## [TASK OBJECTIVE]
Rewrite the records below with each "Target" changed to "Category", keeping every other line and character unchanged.

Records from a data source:
►
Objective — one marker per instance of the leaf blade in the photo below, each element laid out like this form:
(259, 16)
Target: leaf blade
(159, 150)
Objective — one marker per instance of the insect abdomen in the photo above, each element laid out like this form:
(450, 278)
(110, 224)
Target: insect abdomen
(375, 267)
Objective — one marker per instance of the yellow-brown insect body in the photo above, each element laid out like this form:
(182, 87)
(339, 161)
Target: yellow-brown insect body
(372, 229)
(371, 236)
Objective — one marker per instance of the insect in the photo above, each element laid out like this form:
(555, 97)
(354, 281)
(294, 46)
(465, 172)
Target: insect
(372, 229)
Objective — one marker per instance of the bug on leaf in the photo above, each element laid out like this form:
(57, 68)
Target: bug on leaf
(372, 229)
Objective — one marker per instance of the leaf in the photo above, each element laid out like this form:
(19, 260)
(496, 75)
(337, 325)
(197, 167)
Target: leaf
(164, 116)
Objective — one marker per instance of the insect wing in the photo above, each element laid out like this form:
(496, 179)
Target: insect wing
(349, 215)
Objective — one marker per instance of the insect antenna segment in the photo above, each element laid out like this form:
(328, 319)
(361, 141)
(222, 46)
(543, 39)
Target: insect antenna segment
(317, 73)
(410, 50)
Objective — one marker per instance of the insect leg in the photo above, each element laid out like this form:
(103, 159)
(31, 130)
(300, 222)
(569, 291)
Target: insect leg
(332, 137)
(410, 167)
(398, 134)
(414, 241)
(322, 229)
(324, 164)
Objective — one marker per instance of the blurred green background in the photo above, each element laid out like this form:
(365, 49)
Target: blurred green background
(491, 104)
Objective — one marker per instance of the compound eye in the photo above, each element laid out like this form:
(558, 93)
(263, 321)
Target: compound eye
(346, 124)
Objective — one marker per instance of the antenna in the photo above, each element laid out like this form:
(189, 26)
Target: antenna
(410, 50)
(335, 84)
◄
## [OUTPUT FOR THIS EXERCISE]
Objective — one marker per instance of the leaf blade in the photo below, each element laid out like this form:
(259, 16)
Category: leaf blade
(159, 150)
Objective — one marker per instance of the insect abdomen in the photo above, each element laid out like this form:
(450, 278)
(110, 224)
Category: insect abdomen
(375, 267)
Objective — one marker per instance of the yellow-brown insect body in the photo above, each element laid out like this form:
(182, 87)
(339, 161)
Category: yellow-brown insect body
(372, 229)
(371, 236)
Objective — one marker per instance of the insect in the photo above, each element laid out like this form:
(555, 97)
(354, 281)
(294, 46)
(465, 172)
Category: insect
(372, 229)
Objective — one marker per instance of the bug on leaf in the photo above, each element laid out like this form:
(57, 68)
Category: bug on leaf
(372, 229)
Objective — one marker per instance of the leaf in the photo above, each element laid out like this form:
(19, 260)
(496, 75)
(337, 325)
(197, 167)
Category: leaf
(164, 116)
Objective — one marker per instance of the insect wing in the photo above, each element laid out like this form:
(496, 179)
Category: insect wing
(349, 215)
Objective — one marker per instance of the insect antenna segment in the photo above, each element laid out like this form:
(328, 319)
(361, 141)
(222, 46)
(543, 39)
Category: insect antenna segment
(317, 73)
(410, 50)
Objective — one marker per instance of the insect leg in the photo above, each element laid out like this form:
(103, 159)
(31, 130)
(300, 222)
(569, 291)
Category: insect leg
(332, 137)
(410, 167)
(398, 134)
(414, 241)
(322, 229)
(324, 164)
Objective — one marker per instance of the blurred green background in the photo above, each element laid out like this form:
(365, 49)
Category: blurred green background
(491, 104)
Objective — one marker per instance of the compound eye in the photo above, each element laid out like this form:
(558, 93)
(263, 321)
Category: compound eye
(346, 124)
Objective — one marker per instance of the antenna in the photo above, each element laid out like this form:
(189, 26)
Category: antenna
(410, 50)
(335, 84)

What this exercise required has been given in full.